Selected passage:

## begin

Monday, August 22, 2011

Pope, Shevdon, Tolstoy, Toole

Ramage and the Saracens
by Dudley Pope
Recommended Ages: 14+

Here is the seventeenth of eighteen Lord Ramage Novels, a series about a British naval officer whose wit and dash brought confusion to the French and their allies during the wee years of the 19th century. Still commanding the frigate Calypso with the same officers and men who have been with him on so many adventures, Ramage once again proves to be a shrewd tactician and an admirable leader, blessed with more than his fair share of good luck.

His first stroke of luck is surviving an encounter with two French line-of-battle ships which take him by surprise, especially after the Battle of Trafalgar seemingly wiped the French off the sea. He then gives two French frigates a good pounding, sinking one and capturing the other, all without pleasing the admiral on the Naples station whose only concerns seem to be head money, prizes, and promoting the careers of his favorites. Since Ramage isn't one of these (somehow, he never is one of his admiral's favorites), he gets sent away one some dirty and thankless jobs. And though the admiral seems to have expected him to fail, he ekes out two daring victories against the most terrible and desperate foe: Saracens. Muslim warriors from off the coast of Africa, made fearless by the belief that death in battle against the infidel means instant Paradise. (Political Incorrectness Advisory: Teachers, there are some school districts where recommending this book could cost you your job.)

## end

Given exercise:
Copy word for word the part of the book review above starting with "Here is the" and going on through "of good luck.".

Excerpts from point annotation data:
## begin

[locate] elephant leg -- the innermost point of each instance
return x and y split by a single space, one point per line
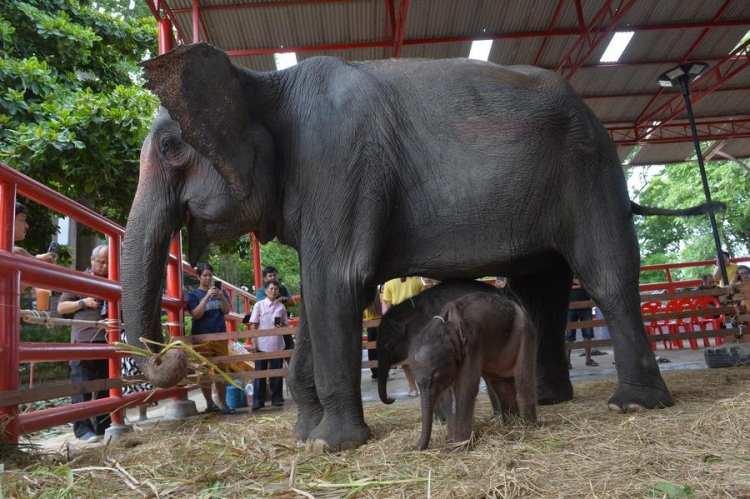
506 393
335 318
301 382
545 297
609 268
465 391
494 398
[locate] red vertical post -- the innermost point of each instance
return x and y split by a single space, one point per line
166 39
256 262
113 315
174 285
10 331
196 21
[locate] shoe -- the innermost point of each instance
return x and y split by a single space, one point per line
89 437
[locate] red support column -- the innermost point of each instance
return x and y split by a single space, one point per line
196 12
10 283
166 39
256 262
113 314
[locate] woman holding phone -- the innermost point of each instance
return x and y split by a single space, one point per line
267 314
208 305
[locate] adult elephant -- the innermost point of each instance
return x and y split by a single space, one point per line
442 168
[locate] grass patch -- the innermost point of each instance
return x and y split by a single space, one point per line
700 447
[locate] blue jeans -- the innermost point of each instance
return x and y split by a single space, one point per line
259 385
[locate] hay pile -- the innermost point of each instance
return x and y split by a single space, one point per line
699 447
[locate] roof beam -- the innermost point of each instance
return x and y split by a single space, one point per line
708 129
262 5
398 37
651 94
603 22
552 22
685 57
244 52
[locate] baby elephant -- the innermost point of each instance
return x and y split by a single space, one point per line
478 335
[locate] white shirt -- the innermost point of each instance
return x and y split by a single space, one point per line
264 313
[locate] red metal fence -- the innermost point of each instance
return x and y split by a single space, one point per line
33 272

## end

Answer to the problem:
Here is the seventeenth of eighteen Lord Ramage Novels, a series about a British naval officer whose wit and dash brought confusion to the French and their allies during the wee years of the 19th century. Still commanding the frigate Calypso with the same officers and men who have been with him on so many adventures, Ramage once again proves to be a shrewd tactician and an admirable leader, blessed with more than his fair share of good luck.